> _PROBLEM DESCRIPTION_: Reproduce all entries precisely, down to the last character.

Collection entries
________

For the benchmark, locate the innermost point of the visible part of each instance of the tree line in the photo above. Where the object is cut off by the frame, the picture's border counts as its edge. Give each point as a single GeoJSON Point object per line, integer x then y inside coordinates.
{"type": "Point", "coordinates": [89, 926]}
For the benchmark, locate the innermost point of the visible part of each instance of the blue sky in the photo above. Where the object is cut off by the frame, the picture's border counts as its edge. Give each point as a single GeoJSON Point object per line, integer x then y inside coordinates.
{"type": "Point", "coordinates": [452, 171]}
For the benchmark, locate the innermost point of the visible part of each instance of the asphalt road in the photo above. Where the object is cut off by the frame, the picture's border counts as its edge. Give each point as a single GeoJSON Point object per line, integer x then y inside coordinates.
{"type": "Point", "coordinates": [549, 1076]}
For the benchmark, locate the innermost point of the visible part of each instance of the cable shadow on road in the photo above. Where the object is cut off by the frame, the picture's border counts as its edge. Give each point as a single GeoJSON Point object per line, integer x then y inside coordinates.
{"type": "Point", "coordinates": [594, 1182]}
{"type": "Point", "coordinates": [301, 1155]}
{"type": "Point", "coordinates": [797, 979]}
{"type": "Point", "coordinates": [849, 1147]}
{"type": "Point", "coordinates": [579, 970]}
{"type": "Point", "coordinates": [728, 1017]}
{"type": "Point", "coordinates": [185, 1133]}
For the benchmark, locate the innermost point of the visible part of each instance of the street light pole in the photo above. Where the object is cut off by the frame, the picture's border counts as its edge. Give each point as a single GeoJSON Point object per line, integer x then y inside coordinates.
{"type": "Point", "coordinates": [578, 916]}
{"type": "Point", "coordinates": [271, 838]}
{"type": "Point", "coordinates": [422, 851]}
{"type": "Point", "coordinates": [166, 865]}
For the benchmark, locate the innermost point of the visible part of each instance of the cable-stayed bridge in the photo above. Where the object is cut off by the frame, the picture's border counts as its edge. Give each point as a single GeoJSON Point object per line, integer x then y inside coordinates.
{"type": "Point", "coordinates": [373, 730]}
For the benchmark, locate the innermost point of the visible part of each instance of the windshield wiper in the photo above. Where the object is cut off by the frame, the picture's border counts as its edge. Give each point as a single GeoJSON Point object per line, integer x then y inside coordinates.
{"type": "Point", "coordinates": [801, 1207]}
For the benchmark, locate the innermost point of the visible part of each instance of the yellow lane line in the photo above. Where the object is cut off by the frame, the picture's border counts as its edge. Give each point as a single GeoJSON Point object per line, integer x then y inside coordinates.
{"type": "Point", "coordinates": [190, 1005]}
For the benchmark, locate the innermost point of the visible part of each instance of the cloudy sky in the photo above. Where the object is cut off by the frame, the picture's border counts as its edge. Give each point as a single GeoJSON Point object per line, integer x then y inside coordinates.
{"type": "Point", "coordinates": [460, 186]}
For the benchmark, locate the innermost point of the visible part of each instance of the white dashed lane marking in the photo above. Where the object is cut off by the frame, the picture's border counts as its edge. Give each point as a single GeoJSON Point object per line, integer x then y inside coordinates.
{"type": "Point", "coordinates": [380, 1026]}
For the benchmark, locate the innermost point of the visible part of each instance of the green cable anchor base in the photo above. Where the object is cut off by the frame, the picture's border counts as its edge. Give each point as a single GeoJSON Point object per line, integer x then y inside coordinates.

________

> _RESULT OF THIS EXERCISE_:
For the benchmark, locate the innermost point of the visible part of each instance of the tree line in the photo above. Where the object is cut off by the frame, the picture's border counts as its edge. Give each point as a single GeoJSON Point object per line, integer x then y inside coordinates.
{"type": "Point", "coordinates": [89, 926]}
For the benchmark, locate the innermost point of the visible part of each instance of the blue sky in the photo above. Where the object is cut off by the frame, the picture's border counts as its edge. Give each point as a single GeoJSON Point object per line, integer x then y inside coordinates.
{"type": "Point", "coordinates": [452, 171]}
For the benchmark, locate the innermost point of the visible part of each instance of the asphalt road in the photo above. Where the object is cut off by the frame, the picture's border counts as its edge. Give each point as a single GeoJSON Point object per line, integer x then y inside coordinates.
{"type": "Point", "coordinates": [549, 1076]}
For the benchmark, locate the innermost point of the visible part of each instance of the cable shadow on road in the photo above. Where the object is cut off by the frame, the picture's border counts as its edge. Give each point as a single GeoJSON Point object per line, integer x then y inside coordinates.
{"type": "Point", "coordinates": [594, 1182]}
{"type": "Point", "coordinates": [301, 1155]}
{"type": "Point", "coordinates": [797, 979]}
{"type": "Point", "coordinates": [849, 1147]}
{"type": "Point", "coordinates": [579, 970]}
{"type": "Point", "coordinates": [728, 1017]}
{"type": "Point", "coordinates": [185, 1133]}
For the benchmark, locate the innermost point of the visible part of each instance of the street light pole in the photo above. Where the object is cut off by the frame, the picture's border counts as its edge. Give each point as a single GeoJSON Point object per line, integer x then y inside coordinates.
{"type": "Point", "coordinates": [578, 916]}
{"type": "Point", "coordinates": [271, 838]}
{"type": "Point", "coordinates": [422, 851]}
{"type": "Point", "coordinates": [166, 865]}
For the benchmark, locate the innermost point of the visible part of each instance of the cable-stayed bridge in the photo above. Where the object is cut off by the frame, the picture's border counts as its edge. Give each point as a single GeoJSON Point object per line, integer x then y inside coordinates.
{"type": "Point", "coordinates": [373, 730]}
For the benchmark, locate the innermost point of the visible part of each instance of the windshield wiper in the photo above. Where the object is cut off by the frame, the picture's border counts as its edge. Give each point as a single GeoJSON Point object per line, integer x then y inside coordinates.
{"type": "Point", "coordinates": [801, 1207]}
For the benchmark, locate the innermost point of the visible part of each instance of the yellow lane line in the photo above. Where the object is cut off by the frame, the picture's border counts as its edge. Give each point as a single GeoJSON Point object per line, integer x then y inside coordinates.
{"type": "Point", "coordinates": [190, 1005]}
For the benchmark, locate the innermost point of the visible part of each instance of the cloudy sky in the photo above. Where the object is cut off by the frame, the picture's border counts as its edge. Give each point as a single GeoJSON Point object per line, integer x then y inside coordinates.
{"type": "Point", "coordinates": [460, 186]}
For the benchmark, locate the innermost point of the visible part of each instance of the white dashed lane marking in the photo above. Where the object is cut off by the frame, the picture's border counts as its edge. Give each point as a single GeoJSON Point object per line, integer x then y inside coordinates.
{"type": "Point", "coordinates": [380, 1026]}
For the benchmark, locate the innermost point of the visible part of each instance of the green cable anchor base in the photo above. Where the object is cut off by the frame, the picture's border counts as its edge. Give each point as a single GeoJSON Point object per line, integer x then y inside coordinates.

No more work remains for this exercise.